◆ **Problem to solve**: A copy is needed of each line in the records that has the word "backdrop".

◆ **Materials provided**:
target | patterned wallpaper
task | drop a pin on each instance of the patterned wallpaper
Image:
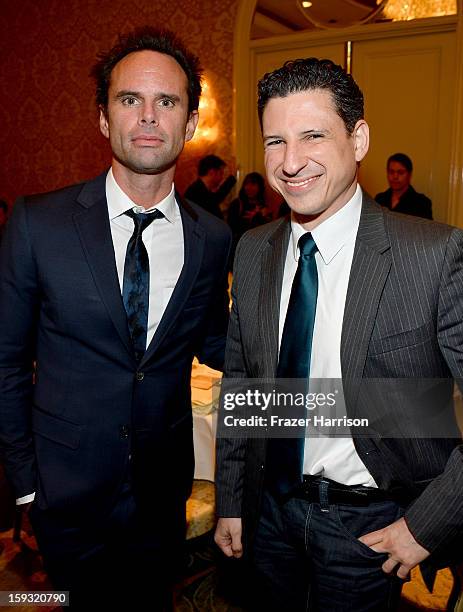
(49, 135)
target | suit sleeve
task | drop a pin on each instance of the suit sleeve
(436, 517)
(230, 453)
(19, 299)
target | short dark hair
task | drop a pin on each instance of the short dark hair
(210, 162)
(310, 74)
(147, 39)
(403, 159)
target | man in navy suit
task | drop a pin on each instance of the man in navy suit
(99, 449)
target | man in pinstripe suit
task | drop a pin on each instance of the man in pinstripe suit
(389, 305)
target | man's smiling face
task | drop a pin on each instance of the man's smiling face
(310, 158)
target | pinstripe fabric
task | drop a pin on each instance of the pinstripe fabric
(403, 318)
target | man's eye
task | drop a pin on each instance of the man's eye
(130, 101)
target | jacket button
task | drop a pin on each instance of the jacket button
(124, 432)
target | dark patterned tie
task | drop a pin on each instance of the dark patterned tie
(136, 285)
(285, 455)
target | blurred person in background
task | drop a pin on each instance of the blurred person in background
(249, 209)
(210, 190)
(401, 197)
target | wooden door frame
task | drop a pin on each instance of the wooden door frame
(244, 90)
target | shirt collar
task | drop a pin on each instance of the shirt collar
(119, 201)
(331, 235)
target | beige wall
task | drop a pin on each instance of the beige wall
(409, 74)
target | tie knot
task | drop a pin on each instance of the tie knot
(142, 220)
(307, 245)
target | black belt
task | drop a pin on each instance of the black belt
(337, 493)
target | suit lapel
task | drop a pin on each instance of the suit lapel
(92, 224)
(273, 262)
(370, 268)
(194, 238)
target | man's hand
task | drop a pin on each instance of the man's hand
(228, 537)
(398, 542)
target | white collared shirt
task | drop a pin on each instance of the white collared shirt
(163, 240)
(335, 458)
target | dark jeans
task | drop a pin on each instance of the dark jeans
(308, 557)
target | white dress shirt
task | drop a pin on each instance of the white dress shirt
(334, 458)
(163, 240)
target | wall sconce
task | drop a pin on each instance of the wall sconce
(208, 129)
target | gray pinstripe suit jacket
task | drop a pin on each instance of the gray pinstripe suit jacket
(403, 318)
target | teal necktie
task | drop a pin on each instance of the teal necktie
(136, 285)
(285, 455)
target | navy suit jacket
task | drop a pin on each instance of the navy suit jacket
(69, 436)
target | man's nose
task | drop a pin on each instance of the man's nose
(148, 114)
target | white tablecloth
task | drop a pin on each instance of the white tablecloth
(205, 384)
(204, 429)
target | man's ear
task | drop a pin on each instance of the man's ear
(191, 125)
(104, 123)
(361, 136)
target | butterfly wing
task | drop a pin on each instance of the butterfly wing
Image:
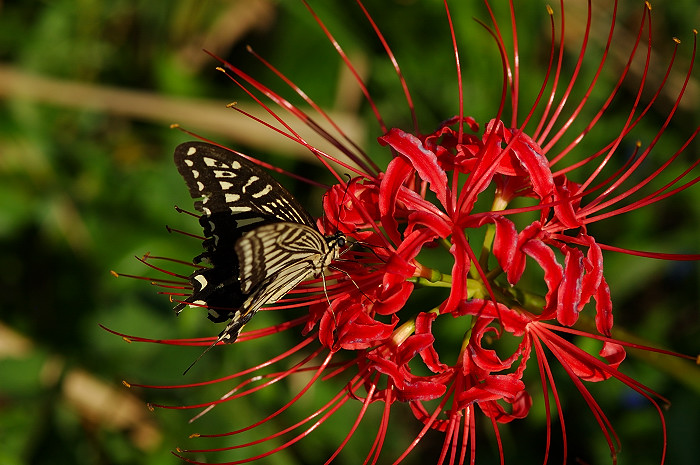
(273, 260)
(235, 196)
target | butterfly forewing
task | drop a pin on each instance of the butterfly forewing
(259, 241)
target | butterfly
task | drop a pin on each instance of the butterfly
(260, 242)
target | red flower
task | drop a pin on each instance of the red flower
(430, 195)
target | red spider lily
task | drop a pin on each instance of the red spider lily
(431, 195)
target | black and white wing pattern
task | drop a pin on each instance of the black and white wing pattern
(259, 241)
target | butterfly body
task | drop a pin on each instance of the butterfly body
(259, 241)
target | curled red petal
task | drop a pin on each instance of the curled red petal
(424, 323)
(424, 161)
(396, 174)
(570, 288)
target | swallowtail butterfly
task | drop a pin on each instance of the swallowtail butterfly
(259, 241)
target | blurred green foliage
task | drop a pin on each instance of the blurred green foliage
(86, 186)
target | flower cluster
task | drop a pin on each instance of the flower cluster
(495, 201)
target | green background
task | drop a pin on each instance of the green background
(87, 92)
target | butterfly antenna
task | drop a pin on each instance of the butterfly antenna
(351, 280)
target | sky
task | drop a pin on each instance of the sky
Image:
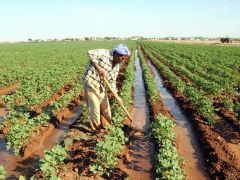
(49, 19)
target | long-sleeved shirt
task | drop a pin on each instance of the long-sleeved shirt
(104, 59)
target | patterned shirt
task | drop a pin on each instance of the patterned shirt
(104, 59)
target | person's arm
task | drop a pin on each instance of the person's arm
(94, 56)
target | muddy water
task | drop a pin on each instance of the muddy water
(17, 165)
(2, 113)
(188, 147)
(141, 148)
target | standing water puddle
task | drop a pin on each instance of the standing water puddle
(141, 147)
(17, 165)
(188, 147)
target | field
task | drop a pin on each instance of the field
(41, 91)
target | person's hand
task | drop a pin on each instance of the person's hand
(120, 100)
(102, 73)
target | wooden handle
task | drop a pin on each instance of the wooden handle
(116, 97)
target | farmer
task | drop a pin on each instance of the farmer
(103, 63)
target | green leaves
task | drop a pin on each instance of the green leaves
(52, 159)
(169, 165)
(2, 173)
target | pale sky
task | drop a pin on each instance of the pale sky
(43, 19)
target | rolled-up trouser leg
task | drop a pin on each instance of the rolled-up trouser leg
(93, 103)
(105, 107)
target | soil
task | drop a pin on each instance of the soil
(221, 148)
(8, 89)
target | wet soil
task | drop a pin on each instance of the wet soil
(139, 162)
(186, 141)
(45, 139)
(8, 89)
(221, 155)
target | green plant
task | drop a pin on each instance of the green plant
(52, 159)
(2, 172)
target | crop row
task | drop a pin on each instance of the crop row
(200, 102)
(169, 165)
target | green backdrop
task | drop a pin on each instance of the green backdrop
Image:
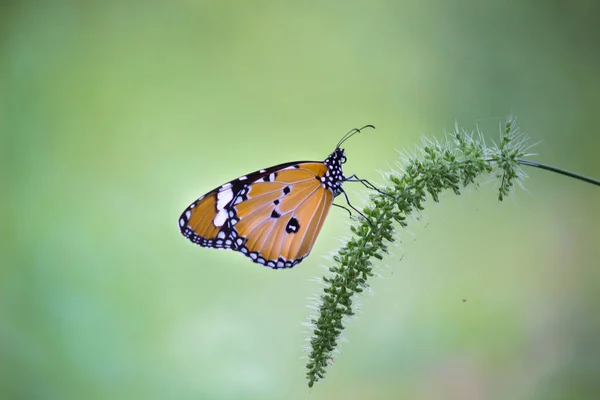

◆ **Written solution**:
target | green backdrop
task | drop a pin on each instance of the green backdrop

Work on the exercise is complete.